[Ketentuan 1]
Tuliskan ulang secara persis bagian teks tentang kekerasan terhadap perempuan di wilayah konflik, mulai dari "C.  Bentuk-bentuk Kekerasan" sampai dengan "dan  penghilangan nyawa/pembunuhan.".
[Ketentuan 2]
Ubahlah baris-baris catatan mulai dari baris yang memuat "Detect person in blue" sampai dengan baris yang memuat "0, 42, 960, 637" dengan mengganti "helmet" menjadi "headgear" tanpa mengubah bagian lain. Tuliskan hanya baris-baris tersebut.

[Kutipan Dokumen]
Dampak dari pada penderitaan yang selalu dialami oleh kaum perempuan di wilayah konflik, maka banyak perempuan yang mengalami gangguan jiwa seperti stress, gila, cacat tubuh, menjadi janda, menjadi yatim, menjadi miskin dan melarat dan lain-lain. Berikut ini akan di paparkan bentuk-bentuk kekerasan yang di alami oleh kaum perempuan yang berada di wilayah konflik.

C.  Bentuk-bentuk Kekerasan pada Perempuan  di Wilayah Konflik.

     Secara garis besar bentuk-bentuk kekerasan yang dialami oleh perempuan yang berada di wilayah konflik adalah sama.  Dengan melihat kesamaan bentuk-bentuk tersebut, maka saya akan menguraikannya menjadi beberapa bagian seperti, pemerkosaan, pemukulan/penyiksaan, penghinaan/pengucilan, perampasan harta benda dan  penghilangan nyawa/pembunuhan.

[Data yang Ditampilkan]
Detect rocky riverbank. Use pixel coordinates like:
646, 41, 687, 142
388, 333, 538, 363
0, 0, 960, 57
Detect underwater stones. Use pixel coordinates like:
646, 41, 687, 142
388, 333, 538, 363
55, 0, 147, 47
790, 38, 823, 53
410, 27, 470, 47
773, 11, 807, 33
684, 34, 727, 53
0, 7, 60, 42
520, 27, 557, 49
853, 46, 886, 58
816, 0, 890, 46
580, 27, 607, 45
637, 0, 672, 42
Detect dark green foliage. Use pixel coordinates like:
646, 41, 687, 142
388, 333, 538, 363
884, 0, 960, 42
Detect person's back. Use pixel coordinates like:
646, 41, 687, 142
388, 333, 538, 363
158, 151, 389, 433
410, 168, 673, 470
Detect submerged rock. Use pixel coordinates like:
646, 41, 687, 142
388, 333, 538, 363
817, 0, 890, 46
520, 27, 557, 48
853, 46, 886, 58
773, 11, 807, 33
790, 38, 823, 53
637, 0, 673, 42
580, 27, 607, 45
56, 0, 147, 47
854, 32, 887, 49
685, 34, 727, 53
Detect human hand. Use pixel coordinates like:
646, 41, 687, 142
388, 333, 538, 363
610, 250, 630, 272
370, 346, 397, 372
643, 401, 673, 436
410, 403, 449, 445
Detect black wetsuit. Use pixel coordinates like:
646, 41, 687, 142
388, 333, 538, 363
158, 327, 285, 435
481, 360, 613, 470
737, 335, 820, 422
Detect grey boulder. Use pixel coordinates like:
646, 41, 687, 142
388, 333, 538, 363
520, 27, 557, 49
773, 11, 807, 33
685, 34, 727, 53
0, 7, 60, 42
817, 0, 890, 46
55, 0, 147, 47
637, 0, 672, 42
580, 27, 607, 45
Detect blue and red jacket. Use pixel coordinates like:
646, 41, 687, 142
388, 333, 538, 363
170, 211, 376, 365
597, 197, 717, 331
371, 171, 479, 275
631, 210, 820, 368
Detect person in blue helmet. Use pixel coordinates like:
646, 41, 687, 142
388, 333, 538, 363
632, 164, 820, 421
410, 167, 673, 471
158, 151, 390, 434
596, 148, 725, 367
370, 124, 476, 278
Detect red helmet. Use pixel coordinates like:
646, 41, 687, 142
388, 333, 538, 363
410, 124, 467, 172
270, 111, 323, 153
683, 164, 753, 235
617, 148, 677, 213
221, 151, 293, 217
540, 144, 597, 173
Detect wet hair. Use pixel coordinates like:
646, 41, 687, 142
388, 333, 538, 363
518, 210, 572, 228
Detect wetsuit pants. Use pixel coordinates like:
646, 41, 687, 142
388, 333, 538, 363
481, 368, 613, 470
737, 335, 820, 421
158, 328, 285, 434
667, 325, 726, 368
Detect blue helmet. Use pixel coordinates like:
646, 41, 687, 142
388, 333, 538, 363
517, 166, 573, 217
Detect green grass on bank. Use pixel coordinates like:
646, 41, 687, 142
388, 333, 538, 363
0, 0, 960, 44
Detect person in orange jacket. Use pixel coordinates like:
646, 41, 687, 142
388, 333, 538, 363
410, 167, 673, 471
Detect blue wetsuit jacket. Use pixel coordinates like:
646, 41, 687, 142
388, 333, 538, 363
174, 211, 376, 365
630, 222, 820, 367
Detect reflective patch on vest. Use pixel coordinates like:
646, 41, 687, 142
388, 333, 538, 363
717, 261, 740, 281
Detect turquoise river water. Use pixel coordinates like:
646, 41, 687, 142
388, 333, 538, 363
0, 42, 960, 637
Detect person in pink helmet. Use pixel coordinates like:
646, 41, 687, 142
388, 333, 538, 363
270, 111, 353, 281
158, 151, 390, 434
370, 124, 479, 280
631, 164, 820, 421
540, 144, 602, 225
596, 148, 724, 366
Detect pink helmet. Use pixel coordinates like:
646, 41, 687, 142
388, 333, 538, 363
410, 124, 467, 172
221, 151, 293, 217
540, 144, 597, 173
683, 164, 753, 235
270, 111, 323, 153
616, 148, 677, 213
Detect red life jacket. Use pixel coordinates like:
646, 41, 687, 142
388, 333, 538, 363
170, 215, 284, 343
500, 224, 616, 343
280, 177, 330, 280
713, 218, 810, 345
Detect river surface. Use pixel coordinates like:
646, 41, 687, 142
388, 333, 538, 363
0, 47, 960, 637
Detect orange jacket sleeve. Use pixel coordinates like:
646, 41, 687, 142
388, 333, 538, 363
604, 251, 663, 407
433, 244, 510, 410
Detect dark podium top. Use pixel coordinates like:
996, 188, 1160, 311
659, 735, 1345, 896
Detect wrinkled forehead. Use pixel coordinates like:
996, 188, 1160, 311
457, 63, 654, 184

[Keluaran yang Benar 1]
C.  Bentuk-bentuk Kekerasan pada Perempuan  di Wilayah Konflik.

     Secara garis besar bentuk-bentuk kekerasan yang dialami oleh perempuan yang berada di wilayah konflik adalah sama.  Dengan melihat kesamaan bentuk-bentuk tersebut, maka saya akan menguraikannya menjadi beberapa bagian seperti, pemerkosaan, pemukulan/penyiksaan, penghinaan/pengucilan, perampasan harta benda dan  penghilangan nyawa/pembunuhan.

[Keluaran yang Benar 2]
Detect person in blue headgear. Use pixel coordinates like:
646, 41, 687, 142
388, 333, 538, 363
632, 164, 820, 421
410, 167, 673, 471
158, 151, 390, 434
596, 148, 725, 367
370, 124, 476, 278
Detect red headgear. Use pixel coordinates like:
646, 41, 687, 142
388, 333, 538, 363
410, 124, 467, 172
270, 111, 323, 153
683, 164, 753, 235
617, 148, 677, 213
221, 151, 293, 217
540, 144, 597, 173
Detect wet hair. Use pixel coordinates like:
646, 41, 687, 142
388, 333, 538, 363
518, 210, 572, 228
Detect wetsuit pants. Use pixel coordinates like:
646, 41, 687, 142
388, 333, 538, 363
481, 368, 613, 470
737, 335, 820, 421
158, 328, 285, 434
667, 325, 726, 368
Detect blue headgear. Use pixel coordinates like:
646, 41, 687, 142
388, 333, 538, 363
517, 166, 573, 217
Detect green grass on bank. Use pixel coordinates like:
646, 41, 687, 142
388, 333, 538, 363
0, 0, 960, 44
Detect person in orange jacket. Use pixel coordinates like:
646, 41, 687, 142
388, 333, 538, 363
410, 167, 673, 471
Detect blue wetsuit jacket. Use pixel coordinates like:
646, 41, 687, 142
388, 333, 538, 363
174, 211, 376, 365
630, 222, 820, 367
Detect reflective patch on vest. Use pixel coordinates like:
646, 41, 687, 142
388, 333, 538, 363
717, 261, 740, 281
Detect turquoise river water. Use pixel coordinates like:
646, 41, 687, 142
388, 333, 538, 363
0, 42, 960, 637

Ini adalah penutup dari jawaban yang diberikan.